-- start of Record set --

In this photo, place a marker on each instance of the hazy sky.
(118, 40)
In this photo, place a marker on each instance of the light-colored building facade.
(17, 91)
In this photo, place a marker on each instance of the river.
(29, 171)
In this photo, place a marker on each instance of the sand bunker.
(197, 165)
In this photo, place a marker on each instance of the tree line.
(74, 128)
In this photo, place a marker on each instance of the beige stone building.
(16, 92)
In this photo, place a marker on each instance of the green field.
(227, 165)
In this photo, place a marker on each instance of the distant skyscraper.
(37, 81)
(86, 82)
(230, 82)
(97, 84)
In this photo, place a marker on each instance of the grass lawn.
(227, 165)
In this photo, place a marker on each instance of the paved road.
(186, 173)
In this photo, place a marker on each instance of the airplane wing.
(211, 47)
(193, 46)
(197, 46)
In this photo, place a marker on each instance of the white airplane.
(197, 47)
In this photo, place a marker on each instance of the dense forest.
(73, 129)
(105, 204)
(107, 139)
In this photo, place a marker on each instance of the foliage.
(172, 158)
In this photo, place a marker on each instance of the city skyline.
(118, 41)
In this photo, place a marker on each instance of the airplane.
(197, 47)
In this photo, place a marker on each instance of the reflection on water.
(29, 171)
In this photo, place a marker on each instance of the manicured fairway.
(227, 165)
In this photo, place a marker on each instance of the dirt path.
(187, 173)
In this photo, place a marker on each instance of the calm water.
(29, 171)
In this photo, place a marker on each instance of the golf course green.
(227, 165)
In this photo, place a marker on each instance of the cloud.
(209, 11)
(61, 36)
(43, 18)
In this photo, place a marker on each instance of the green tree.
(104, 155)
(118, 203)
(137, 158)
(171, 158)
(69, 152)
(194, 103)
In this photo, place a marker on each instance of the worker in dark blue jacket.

-- end of Record set --
-- start of Record set --

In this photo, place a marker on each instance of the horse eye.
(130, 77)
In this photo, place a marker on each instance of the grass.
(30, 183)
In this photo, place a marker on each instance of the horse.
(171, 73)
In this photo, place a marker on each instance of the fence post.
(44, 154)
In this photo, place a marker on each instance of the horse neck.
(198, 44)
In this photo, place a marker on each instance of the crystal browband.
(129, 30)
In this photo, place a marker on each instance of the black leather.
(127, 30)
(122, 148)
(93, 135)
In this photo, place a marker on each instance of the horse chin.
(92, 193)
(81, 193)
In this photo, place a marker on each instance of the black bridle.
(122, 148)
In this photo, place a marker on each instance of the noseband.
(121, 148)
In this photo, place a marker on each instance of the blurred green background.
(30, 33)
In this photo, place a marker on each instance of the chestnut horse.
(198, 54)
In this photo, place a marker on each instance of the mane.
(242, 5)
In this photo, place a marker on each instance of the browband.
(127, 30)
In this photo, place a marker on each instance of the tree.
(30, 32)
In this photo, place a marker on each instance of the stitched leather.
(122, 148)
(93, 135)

-- end of Record set --
-- start of Record set --

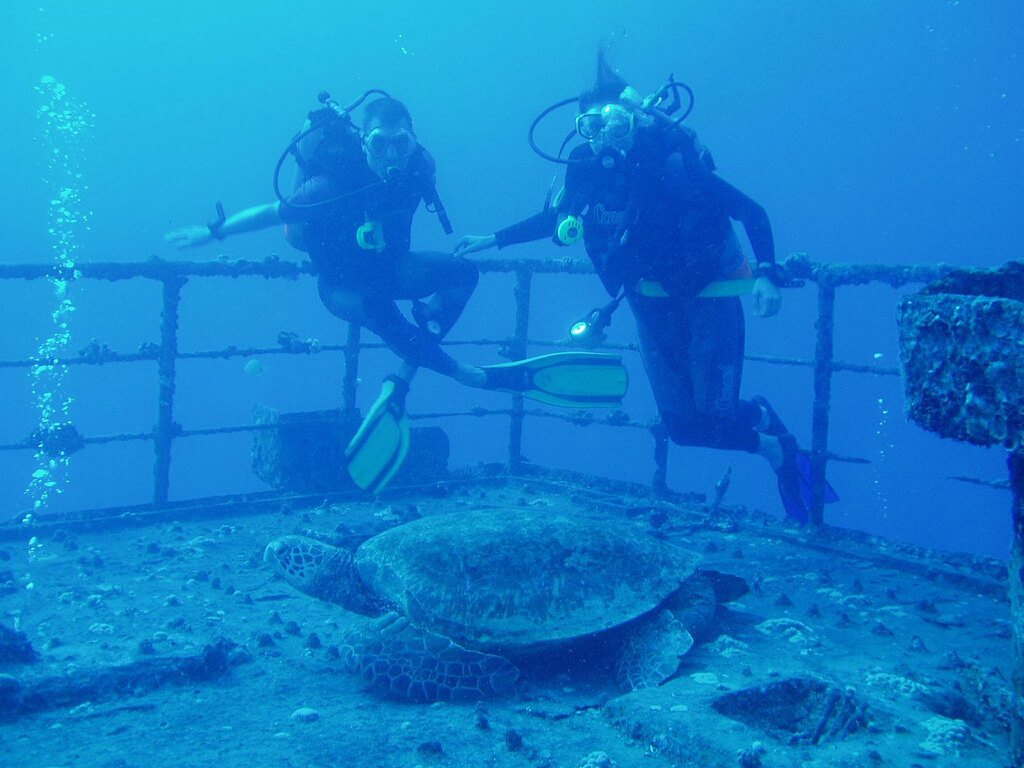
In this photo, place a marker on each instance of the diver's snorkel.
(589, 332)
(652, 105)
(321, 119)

-- end of Record set --

Could you recast the listing lines starting at the one containing "reflection on water." and ending at the one containing "dark blue jacket.", both included, as a JSON list of strings, one string per line, with blank lines left out?

[
  "In this photo, place a marker on each instance of the reflection on water.",
  "(29, 171)",
  "In this photo, place a marker on each instance of the manicured fairway.",
  "(227, 165)",
  "In this photo, place a marker on each instance of the dirt path.",
  "(187, 173)",
  "In this photo, place a marker on each instance of the calm water.",
  "(29, 171)",
  "In this photo, place a marker on each instance of the golf course green.",
  "(227, 165)",
  "In this photo, place a marker on each instance of the cloud.",
  "(209, 11)",
  "(61, 36)",
  "(43, 18)",
  "In this photo, place a marker on each instance of the green tree.",
  "(104, 155)",
  "(118, 203)",
  "(137, 158)",
  "(171, 158)",
  "(69, 152)",
  "(194, 103)",
  "In this photo, place a marker on each instance of the worker in dark blue jacket."
]